-- Records provided follows --
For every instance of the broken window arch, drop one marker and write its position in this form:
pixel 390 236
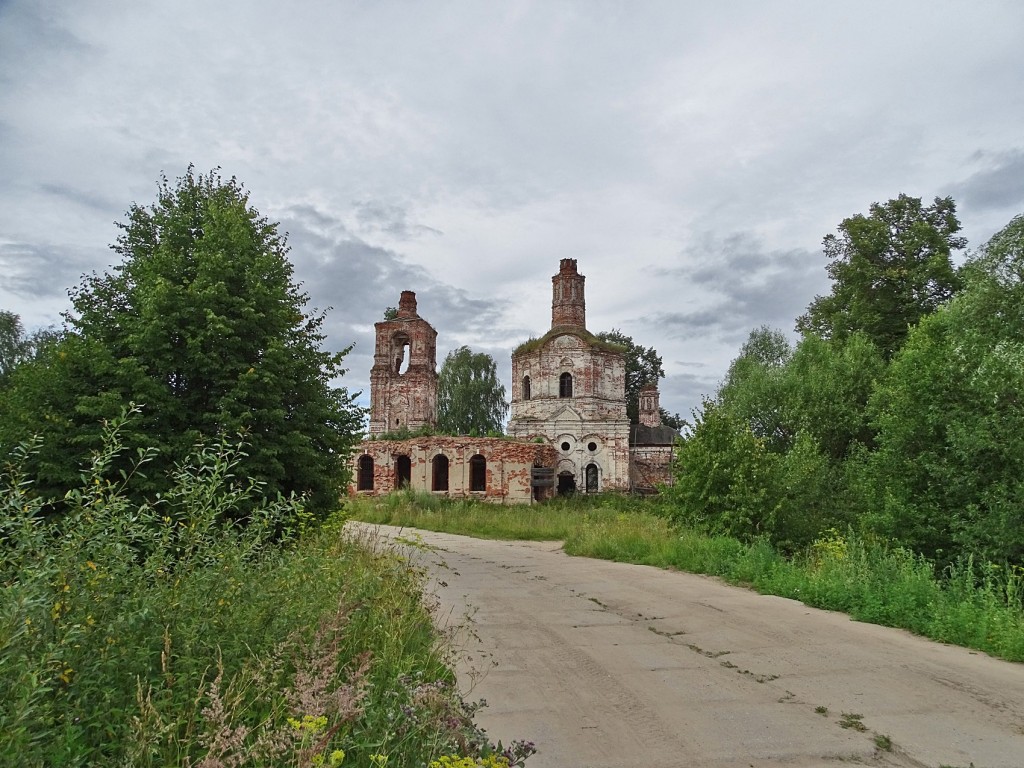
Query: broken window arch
pixel 478 473
pixel 399 351
pixel 565 385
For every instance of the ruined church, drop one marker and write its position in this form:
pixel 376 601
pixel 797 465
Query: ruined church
pixel 567 430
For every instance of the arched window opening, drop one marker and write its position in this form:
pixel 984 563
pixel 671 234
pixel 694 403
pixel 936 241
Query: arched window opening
pixel 477 473
pixel 402 472
pixel 565 385
pixel 365 478
pixel 439 467
pixel 399 348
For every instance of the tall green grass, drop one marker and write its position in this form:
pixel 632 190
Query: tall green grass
pixel 170 634
pixel 977 605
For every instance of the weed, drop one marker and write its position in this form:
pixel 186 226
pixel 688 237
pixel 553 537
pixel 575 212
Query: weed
pixel 972 604
pixel 852 721
pixel 170 633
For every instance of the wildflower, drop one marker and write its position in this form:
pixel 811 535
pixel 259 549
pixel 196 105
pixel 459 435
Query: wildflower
pixel 308 724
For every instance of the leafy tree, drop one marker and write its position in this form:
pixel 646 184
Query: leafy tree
pixel 13 344
pixel 724 477
pixel 470 398
pixel 755 387
pixel 889 269
pixel 643 366
pixel 202 325
pixel 16 346
pixel 949 417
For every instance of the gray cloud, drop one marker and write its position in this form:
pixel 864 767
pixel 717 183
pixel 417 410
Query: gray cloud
pixel 742 285
pixel 357 281
pixel 998 184
pixel 38 270
pixel 524 132
pixel 378 216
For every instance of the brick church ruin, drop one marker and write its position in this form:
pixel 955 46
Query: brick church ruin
pixel 567 430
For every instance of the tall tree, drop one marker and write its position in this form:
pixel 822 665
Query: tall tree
pixel 949 416
pixel 889 269
pixel 470 398
pixel 643 366
pixel 13 344
pixel 16 346
pixel 203 325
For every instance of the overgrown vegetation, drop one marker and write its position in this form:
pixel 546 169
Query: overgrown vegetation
pixel 969 603
pixel 203 323
pixel 179 632
pixel 897 415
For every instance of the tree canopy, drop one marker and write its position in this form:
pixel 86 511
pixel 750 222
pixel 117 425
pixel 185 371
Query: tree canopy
pixel 203 326
pixel 17 346
pixel 889 269
pixel 470 398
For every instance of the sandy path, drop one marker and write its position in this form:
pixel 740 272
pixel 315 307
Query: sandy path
pixel 606 665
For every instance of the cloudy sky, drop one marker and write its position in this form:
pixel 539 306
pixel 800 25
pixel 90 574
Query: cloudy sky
pixel 689 155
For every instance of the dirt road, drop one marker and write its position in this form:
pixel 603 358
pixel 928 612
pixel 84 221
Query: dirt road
pixel 605 665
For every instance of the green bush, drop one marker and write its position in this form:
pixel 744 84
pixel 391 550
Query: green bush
pixel 176 633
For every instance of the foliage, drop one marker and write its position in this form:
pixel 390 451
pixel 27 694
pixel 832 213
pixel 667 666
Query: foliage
pixel 16 346
pixel 13 344
pixel 470 397
pixel 756 387
pixel 163 634
pixel 969 603
pixel 889 269
pixel 643 366
pixel 535 343
pixel 724 479
pixel 203 324
pixel 947 475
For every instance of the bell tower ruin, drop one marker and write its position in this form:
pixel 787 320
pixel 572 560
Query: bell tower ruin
pixel 403 378
pixel 568 308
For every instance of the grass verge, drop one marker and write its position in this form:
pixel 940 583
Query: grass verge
pixel 976 605
pixel 171 634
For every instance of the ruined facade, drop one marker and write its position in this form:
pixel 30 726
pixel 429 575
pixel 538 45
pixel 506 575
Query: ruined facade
pixel 491 469
pixel 568 388
pixel 403 379
pixel 568 430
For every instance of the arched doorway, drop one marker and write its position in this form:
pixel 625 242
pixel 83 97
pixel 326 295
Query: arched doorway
pixel 365 481
pixel 439 467
pixel 477 473
pixel 402 472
-- Records provided concluded --
▶ _What the task asks_:
The result should be the material above, unchanged and free of pictures; please print it.

▶ _Exercise answer_:
For every instance of the broken window arch, drop one marker and write its position in this form:
pixel 390 236
Query: broken window arch
pixel 478 473
pixel 399 351
pixel 565 385
For every instance of the ruined church, drop one marker and write its position in this form:
pixel 376 601
pixel 797 465
Query: ruined church
pixel 567 430
For every instance of the arched window opening, drop one marker and write its position in this form:
pixel 984 563
pixel 671 234
pixel 694 403
pixel 936 241
Query: arched window opening
pixel 477 473
pixel 402 472
pixel 565 385
pixel 365 478
pixel 439 467
pixel 399 348
For every instance of the tall green grass, drop one marker and write its position in this form:
pixel 632 190
Query: tall green grass
pixel 170 634
pixel 977 605
For every instance of the weed, drop one marker and write its position in this form:
pixel 186 226
pixel 688 237
pixel 553 537
pixel 575 212
Query: weed
pixel 972 604
pixel 852 721
pixel 170 633
For every instance of the wildflower, drop one marker and write its position in this form:
pixel 811 535
pixel 259 549
pixel 196 105
pixel 459 435
Query: wildflower
pixel 308 724
For every instance of the leafy tree, drop one marker and write its position in this form:
pixel 646 184
Query: leafy tree
pixel 13 344
pixel 724 477
pixel 470 398
pixel 755 387
pixel 889 269
pixel 643 366
pixel 202 325
pixel 16 346
pixel 949 417
For every instance of the gray cloud, drop one marker and write its position in this form:
pixel 864 767
pixel 717 183
pixel 417 410
Query: gray cloud
pixel 742 285
pixel 357 281
pixel 998 184
pixel 38 270
pixel 524 132
pixel 378 216
For every instance of the brick church ruin, drop one marker and write its position in this form:
pixel 955 46
Query: brick church ruin
pixel 567 430
For every instance of the tall tree, drop one marker and write its position in this form:
pixel 822 665
Query: tall tree
pixel 949 416
pixel 889 269
pixel 470 398
pixel 643 366
pixel 13 344
pixel 16 346
pixel 203 325
For every instance of the overgrown vegetation, drop one marker and write its position in this form:
pixel 546 169
Query: overgrown vegetation
pixel 969 603
pixel 203 323
pixel 179 632
pixel 897 415
For every instance of the tree canopy, drop one marker and write its position in this form:
pixel 86 511
pixel 750 222
pixel 117 425
pixel 185 371
Query: tree canopy
pixel 203 326
pixel 17 346
pixel 889 269
pixel 470 398
For every instance of the sandy path, drop one marker and write its position in this form:
pixel 740 272
pixel 315 307
Query: sandy path
pixel 606 665
For every instance of the cloudy sky, drop one marker and write its position in this form:
pixel 539 306
pixel 800 25
pixel 90 574
Query: cloudy sky
pixel 689 155
For every instance of the dirt road, drop one marker and write its position in this form:
pixel 603 358
pixel 928 612
pixel 84 221
Query: dirt road
pixel 605 665
For every instance of the green bush, drop one marker and write its position in this form:
pixel 744 84
pixel 391 550
Query: green bush
pixel 176 633
For every instance of the foliage, drop one marker and write its position in this form:
pixel 390 451
pixel 27 694
pixel 832 213
pixel 667 666
Query: foliage
pixel 16 346
pixel 13 344
pixel 470 397
pixel 756 387
pixel 163 634
pixel 969 603
pixel 889 269
pixel 643 366
pixel 535 343
pixel 724 479
pixel 203 324
pixel 947 475
For every instance of the bell tower ruin, drop one marker and write its position in this form:
pixel 787 320
pixel 572 560
Query: bell tower ruin
pixel 403 378
pixel 568 308
For every instance of the grass verge, drop one marker and write its position in this form:
pixel 940 583
Query: grass verge
pixel 976 605
pixel 171 634
For every instance of the ruined facade, drop one marker and write its position in this form:
pixel 30 726
pixel 429 575
pixel 538 45
pixel 506 575
Query: ruined facade
pixel 491 469
pixel 568 388
pixel 403 379
pixel 568 430
For every instance of the arched doorway, drop one marker and write its position in this form:
pixel 625 242
pixel 83 97
pixel 326 295
Query: arched doorway
pixel 365 481
pixel 439 467
pixel 477 473
pixel 402 472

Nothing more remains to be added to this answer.